- Task objective
Please filter the entries for the word "column" and copy every line that has it.

- Provided entries
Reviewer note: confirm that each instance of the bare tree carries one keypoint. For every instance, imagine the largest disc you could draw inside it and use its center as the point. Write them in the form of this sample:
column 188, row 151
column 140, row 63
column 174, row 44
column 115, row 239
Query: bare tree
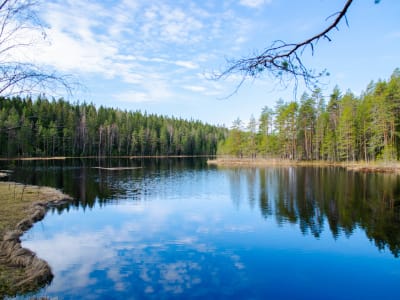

- Written reply
column 188, row 151
column 140, row 63
column 174, row 44
column 115, row 239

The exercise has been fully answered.